* _SUPPLIED MATERIAL_
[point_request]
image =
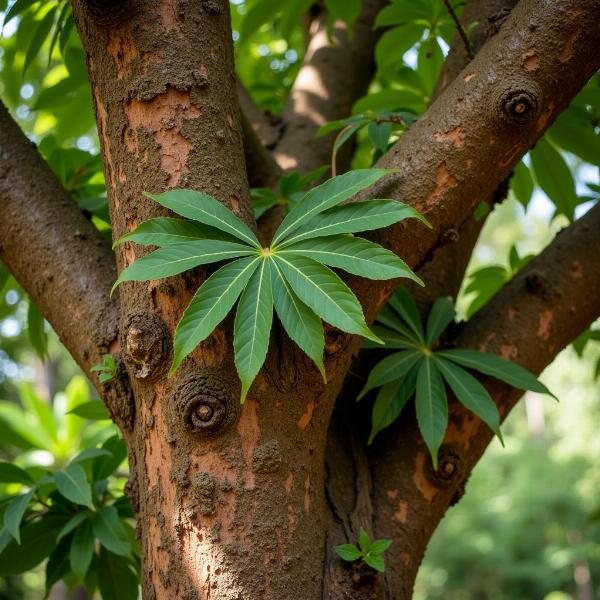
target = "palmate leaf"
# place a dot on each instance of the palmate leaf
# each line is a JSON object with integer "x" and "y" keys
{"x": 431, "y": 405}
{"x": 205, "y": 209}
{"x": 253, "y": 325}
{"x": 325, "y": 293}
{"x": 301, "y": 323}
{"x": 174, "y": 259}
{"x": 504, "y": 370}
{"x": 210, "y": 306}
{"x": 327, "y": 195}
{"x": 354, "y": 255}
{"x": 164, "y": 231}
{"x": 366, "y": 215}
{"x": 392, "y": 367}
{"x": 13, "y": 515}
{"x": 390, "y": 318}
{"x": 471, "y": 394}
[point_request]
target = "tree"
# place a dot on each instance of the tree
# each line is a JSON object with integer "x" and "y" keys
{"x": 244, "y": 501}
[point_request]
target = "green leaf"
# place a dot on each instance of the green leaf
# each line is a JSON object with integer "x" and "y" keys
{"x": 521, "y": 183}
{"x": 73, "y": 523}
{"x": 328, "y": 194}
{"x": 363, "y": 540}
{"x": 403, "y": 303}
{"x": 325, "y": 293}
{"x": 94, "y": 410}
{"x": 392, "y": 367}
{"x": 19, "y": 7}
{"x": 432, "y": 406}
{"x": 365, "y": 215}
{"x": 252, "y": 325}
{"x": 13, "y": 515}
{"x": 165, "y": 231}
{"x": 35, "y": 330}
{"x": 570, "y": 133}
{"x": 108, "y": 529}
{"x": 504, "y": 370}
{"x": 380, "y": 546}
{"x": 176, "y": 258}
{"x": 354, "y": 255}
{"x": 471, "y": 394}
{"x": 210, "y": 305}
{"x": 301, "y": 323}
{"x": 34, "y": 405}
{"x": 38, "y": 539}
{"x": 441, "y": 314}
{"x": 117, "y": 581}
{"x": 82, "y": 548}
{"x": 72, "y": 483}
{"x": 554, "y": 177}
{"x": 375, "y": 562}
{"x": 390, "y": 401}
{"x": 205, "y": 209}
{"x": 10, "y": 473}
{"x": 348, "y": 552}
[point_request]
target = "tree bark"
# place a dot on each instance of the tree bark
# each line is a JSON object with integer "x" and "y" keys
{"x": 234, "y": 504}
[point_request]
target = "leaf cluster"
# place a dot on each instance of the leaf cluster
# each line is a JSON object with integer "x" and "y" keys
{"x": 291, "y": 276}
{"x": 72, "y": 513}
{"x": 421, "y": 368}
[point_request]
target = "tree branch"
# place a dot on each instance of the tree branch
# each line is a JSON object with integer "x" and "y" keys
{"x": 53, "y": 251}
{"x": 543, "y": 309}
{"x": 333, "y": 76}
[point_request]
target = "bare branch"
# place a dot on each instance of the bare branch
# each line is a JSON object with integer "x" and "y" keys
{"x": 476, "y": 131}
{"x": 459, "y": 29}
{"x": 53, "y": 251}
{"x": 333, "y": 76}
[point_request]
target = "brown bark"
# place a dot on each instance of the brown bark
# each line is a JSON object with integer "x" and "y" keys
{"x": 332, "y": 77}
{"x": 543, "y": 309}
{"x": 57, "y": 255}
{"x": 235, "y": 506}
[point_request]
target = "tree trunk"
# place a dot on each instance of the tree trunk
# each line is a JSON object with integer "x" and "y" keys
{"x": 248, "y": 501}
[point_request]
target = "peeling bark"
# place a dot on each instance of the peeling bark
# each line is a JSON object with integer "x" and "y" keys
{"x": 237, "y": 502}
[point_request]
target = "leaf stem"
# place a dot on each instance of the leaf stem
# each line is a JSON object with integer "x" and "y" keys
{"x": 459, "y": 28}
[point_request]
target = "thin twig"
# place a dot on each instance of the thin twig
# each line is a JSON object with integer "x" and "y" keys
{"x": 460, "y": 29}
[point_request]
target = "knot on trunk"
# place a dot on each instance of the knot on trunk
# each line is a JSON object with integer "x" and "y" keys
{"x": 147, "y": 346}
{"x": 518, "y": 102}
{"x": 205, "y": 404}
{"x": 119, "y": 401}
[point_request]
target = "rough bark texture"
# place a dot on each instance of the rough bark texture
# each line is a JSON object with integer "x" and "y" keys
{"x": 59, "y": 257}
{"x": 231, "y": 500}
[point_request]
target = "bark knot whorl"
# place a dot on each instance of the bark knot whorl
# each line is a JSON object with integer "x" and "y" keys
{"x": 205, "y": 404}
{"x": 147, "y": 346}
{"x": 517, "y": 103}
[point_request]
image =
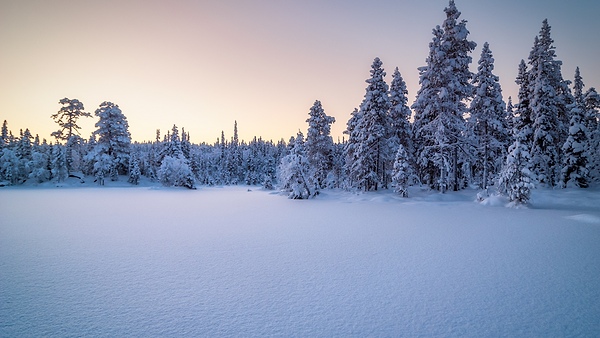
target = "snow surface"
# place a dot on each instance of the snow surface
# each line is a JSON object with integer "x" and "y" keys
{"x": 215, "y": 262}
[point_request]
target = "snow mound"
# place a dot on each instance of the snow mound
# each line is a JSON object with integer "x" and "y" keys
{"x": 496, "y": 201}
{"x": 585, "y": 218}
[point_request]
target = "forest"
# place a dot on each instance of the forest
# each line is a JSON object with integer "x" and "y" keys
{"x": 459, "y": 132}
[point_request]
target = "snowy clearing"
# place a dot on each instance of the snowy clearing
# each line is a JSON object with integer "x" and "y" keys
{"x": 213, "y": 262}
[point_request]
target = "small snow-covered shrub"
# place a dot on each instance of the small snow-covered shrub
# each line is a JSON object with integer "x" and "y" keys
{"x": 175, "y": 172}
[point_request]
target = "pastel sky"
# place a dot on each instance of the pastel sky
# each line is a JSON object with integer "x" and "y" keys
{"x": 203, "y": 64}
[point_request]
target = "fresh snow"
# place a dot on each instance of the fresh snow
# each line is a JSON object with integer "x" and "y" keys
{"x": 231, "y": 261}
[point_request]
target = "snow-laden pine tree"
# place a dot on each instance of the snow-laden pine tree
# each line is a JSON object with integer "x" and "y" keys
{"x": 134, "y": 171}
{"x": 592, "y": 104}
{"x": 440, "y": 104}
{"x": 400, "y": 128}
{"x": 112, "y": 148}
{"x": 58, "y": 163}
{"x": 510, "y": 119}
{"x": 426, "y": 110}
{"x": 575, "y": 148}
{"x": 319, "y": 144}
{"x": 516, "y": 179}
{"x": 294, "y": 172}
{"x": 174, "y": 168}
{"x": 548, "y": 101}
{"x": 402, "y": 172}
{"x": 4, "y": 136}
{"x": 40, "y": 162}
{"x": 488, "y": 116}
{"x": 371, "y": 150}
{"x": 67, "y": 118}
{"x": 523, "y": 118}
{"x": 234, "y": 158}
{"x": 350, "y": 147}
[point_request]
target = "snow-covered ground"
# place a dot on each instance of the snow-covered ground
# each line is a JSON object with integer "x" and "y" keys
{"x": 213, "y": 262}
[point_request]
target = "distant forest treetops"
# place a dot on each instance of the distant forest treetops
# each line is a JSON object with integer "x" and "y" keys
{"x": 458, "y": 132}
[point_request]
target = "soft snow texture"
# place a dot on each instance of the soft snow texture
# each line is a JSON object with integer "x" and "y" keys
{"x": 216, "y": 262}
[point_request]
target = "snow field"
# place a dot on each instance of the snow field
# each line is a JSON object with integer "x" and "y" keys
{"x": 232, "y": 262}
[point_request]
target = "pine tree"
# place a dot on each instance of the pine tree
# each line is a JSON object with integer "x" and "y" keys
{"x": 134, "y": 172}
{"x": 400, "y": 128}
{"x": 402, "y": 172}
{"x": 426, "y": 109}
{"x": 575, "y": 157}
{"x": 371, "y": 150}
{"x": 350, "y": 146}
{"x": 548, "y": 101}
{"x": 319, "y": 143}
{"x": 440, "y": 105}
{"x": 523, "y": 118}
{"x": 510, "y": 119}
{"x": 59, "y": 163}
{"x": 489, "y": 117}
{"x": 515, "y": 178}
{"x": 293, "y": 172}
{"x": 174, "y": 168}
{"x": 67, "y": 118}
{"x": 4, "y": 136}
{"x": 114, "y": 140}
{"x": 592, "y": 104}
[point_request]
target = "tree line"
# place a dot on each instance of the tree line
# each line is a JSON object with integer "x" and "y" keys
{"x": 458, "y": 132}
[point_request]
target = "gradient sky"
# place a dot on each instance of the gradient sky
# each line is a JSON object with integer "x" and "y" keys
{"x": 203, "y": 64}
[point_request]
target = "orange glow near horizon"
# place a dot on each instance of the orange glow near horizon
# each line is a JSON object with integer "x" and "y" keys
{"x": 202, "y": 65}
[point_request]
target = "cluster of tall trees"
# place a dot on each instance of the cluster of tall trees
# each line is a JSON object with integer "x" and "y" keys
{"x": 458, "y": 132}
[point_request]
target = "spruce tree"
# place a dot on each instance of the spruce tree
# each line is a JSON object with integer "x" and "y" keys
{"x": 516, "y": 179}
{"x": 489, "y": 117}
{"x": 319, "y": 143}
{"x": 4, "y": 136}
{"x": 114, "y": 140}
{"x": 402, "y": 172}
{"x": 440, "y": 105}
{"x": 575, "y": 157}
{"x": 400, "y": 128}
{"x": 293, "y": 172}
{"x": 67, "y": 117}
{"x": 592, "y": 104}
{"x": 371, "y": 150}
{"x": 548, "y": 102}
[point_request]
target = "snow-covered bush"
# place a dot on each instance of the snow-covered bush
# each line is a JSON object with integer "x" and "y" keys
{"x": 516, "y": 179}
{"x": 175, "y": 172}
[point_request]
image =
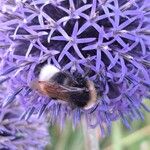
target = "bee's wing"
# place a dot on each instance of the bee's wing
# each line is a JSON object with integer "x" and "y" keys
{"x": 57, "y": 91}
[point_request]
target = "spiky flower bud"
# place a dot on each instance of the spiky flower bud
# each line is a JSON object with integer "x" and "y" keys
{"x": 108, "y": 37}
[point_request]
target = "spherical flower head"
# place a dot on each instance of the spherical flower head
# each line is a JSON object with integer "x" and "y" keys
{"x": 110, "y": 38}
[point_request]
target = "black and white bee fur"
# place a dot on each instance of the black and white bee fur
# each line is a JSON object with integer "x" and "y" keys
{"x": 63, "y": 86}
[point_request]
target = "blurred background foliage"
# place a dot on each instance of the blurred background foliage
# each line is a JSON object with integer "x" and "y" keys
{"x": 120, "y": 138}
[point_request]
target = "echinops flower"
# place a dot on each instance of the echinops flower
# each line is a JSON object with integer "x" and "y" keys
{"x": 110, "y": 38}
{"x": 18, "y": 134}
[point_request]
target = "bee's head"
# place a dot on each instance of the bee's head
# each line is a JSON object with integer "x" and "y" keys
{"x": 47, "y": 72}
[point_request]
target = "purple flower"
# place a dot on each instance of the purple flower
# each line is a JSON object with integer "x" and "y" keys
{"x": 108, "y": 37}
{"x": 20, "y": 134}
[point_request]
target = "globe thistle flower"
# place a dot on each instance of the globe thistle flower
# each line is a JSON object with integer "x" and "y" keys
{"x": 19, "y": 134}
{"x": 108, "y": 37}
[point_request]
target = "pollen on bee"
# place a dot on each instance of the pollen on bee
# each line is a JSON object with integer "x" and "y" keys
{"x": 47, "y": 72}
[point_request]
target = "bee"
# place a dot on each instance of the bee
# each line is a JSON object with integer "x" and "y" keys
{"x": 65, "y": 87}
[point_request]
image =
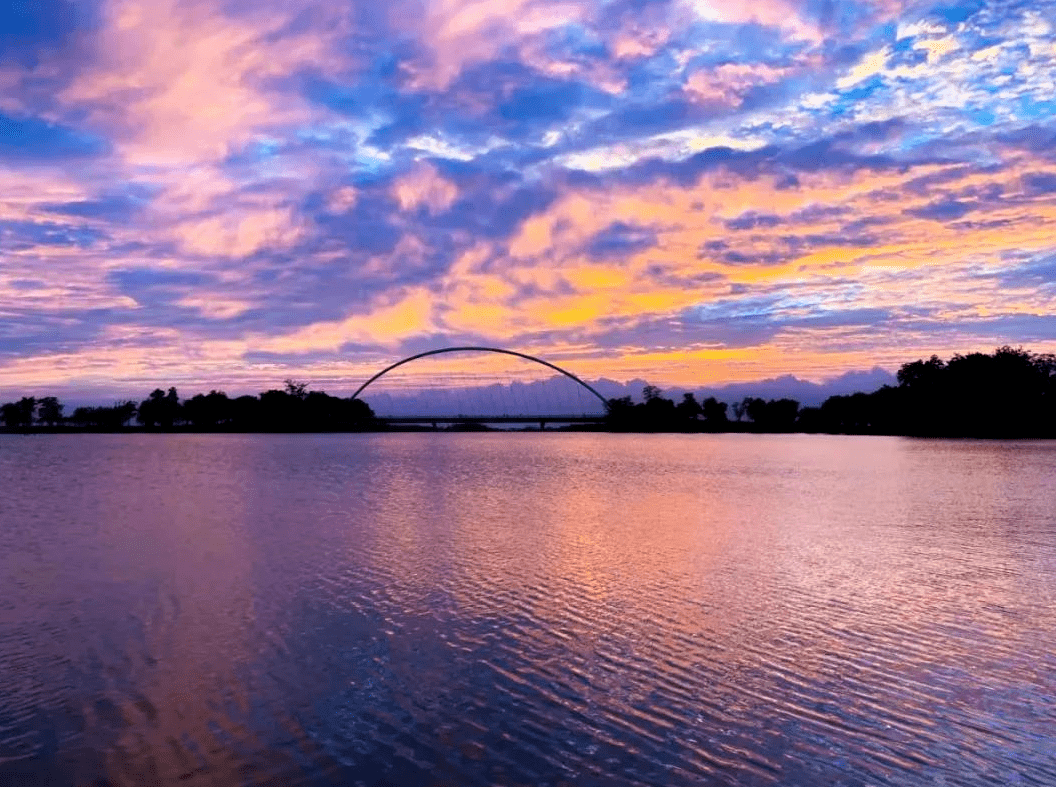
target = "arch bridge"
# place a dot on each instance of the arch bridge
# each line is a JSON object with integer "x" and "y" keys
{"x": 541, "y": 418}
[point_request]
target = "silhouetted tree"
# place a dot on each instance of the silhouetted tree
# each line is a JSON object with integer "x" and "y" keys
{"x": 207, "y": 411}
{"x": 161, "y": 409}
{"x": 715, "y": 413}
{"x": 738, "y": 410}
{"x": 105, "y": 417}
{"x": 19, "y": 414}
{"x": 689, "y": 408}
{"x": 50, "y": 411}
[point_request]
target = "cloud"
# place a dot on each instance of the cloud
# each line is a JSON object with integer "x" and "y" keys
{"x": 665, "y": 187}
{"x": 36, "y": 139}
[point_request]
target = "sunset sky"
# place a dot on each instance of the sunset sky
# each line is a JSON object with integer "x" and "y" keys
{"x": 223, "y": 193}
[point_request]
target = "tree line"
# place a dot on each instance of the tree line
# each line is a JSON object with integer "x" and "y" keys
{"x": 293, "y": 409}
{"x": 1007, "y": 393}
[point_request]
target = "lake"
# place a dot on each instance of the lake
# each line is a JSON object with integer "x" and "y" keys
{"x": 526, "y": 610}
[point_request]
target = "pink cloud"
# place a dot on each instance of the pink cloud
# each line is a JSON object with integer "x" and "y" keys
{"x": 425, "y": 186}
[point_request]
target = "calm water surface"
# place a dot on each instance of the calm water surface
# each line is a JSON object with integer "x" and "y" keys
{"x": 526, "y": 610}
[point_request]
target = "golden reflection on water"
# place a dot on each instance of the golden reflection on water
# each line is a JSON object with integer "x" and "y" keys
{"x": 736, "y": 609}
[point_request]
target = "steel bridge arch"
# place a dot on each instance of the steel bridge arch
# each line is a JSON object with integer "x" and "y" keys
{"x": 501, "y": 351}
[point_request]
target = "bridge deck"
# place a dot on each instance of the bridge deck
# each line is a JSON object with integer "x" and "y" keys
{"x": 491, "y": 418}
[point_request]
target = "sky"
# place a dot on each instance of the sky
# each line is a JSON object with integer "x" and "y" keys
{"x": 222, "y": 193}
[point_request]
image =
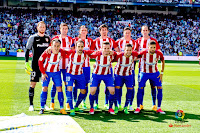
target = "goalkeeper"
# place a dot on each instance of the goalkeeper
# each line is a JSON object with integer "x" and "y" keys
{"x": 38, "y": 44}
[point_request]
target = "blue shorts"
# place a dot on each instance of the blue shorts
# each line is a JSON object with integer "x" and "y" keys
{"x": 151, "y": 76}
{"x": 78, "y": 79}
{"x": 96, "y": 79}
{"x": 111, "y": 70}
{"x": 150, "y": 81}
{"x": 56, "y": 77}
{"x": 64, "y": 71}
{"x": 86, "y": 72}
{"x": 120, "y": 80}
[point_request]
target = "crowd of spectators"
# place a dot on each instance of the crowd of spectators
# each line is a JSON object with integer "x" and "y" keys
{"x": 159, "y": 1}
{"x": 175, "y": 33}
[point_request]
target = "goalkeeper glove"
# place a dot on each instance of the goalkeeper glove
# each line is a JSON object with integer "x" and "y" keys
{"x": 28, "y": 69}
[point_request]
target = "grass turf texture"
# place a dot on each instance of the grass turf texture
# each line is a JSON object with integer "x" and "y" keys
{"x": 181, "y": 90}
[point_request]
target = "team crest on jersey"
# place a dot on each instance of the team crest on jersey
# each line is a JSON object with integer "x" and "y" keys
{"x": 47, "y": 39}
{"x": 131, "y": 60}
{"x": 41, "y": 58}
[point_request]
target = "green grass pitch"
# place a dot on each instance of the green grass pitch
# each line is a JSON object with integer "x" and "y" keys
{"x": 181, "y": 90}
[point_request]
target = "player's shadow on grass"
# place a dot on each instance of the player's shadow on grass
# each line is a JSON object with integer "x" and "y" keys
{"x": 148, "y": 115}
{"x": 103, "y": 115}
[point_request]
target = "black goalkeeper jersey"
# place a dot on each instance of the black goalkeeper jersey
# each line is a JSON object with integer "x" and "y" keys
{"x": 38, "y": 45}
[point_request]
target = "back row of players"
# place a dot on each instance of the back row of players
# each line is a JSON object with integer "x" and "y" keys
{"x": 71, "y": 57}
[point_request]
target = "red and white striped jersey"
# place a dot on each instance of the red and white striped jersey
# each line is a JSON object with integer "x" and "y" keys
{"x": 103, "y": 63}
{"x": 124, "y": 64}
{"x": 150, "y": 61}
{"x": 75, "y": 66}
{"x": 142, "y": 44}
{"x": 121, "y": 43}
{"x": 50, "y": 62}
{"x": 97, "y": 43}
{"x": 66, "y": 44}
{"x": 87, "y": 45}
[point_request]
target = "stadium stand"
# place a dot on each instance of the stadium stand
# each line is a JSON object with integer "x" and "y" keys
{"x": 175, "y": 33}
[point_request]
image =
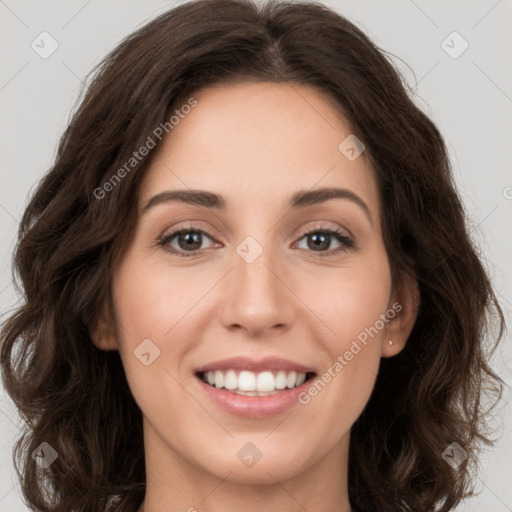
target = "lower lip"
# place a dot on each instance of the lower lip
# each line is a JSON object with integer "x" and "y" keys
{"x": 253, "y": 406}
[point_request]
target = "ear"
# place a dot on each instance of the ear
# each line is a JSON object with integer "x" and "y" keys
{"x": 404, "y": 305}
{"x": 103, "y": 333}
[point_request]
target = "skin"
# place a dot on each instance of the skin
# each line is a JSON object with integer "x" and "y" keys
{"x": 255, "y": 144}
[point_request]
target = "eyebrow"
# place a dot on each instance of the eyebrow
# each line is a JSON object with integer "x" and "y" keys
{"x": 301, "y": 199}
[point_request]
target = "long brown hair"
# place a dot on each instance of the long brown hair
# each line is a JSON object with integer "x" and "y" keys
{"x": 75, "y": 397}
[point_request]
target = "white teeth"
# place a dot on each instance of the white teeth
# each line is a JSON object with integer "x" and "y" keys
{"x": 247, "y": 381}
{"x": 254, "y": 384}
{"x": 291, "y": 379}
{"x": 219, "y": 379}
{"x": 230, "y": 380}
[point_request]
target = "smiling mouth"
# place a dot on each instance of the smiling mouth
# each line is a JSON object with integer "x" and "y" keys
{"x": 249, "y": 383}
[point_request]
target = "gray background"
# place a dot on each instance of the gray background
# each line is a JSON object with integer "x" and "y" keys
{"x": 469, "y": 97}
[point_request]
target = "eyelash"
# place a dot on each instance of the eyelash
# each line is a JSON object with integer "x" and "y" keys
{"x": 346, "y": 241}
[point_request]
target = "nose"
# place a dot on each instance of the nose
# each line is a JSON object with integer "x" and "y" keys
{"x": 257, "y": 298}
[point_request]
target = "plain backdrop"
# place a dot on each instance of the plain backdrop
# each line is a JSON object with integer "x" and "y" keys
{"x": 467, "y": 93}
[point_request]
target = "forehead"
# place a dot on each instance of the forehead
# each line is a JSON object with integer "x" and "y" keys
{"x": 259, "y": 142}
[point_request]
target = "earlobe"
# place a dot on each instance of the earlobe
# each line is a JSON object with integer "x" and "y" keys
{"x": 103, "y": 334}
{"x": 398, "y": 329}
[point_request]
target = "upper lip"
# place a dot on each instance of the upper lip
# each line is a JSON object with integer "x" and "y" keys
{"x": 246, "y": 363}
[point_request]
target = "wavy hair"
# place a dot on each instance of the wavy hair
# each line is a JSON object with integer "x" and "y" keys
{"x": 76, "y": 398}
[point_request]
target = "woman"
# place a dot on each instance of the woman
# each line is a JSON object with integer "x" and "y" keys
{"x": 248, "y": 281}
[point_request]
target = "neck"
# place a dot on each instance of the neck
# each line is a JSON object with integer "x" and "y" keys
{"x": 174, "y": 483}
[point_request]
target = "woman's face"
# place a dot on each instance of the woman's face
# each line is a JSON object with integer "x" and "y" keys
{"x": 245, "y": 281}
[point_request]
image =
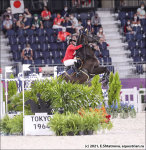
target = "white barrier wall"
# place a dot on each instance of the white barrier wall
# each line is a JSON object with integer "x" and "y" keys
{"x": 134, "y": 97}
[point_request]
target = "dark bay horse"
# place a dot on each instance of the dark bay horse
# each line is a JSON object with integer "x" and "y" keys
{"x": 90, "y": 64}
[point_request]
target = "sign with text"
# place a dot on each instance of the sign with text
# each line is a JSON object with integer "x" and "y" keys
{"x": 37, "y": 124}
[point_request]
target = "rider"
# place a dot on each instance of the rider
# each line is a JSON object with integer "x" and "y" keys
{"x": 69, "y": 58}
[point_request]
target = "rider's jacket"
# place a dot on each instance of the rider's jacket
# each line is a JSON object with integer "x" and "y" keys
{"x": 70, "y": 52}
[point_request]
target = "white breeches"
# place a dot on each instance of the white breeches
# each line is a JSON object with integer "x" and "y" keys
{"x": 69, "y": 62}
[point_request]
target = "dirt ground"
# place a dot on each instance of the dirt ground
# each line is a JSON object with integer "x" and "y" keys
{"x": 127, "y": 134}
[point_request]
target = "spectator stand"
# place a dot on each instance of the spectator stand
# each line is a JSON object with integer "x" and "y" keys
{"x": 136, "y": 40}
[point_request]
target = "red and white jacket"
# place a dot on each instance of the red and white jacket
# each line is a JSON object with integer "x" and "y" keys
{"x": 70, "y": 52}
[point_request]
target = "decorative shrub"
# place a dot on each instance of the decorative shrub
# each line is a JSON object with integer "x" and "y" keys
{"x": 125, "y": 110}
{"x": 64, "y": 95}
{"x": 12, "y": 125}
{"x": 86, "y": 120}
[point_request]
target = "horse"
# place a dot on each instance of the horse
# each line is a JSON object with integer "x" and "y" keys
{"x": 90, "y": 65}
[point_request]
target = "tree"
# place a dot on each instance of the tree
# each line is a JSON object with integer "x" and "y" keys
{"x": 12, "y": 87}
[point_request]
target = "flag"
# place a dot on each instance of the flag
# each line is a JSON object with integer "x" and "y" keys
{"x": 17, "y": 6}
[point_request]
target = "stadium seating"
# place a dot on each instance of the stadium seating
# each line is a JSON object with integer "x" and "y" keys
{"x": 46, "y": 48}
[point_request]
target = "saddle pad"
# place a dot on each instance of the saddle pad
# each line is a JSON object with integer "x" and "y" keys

* _STATED TASK_
Count how many lines of the data above contain the string "crest". Give only the number.

* _COMPLETE ANSWER_
2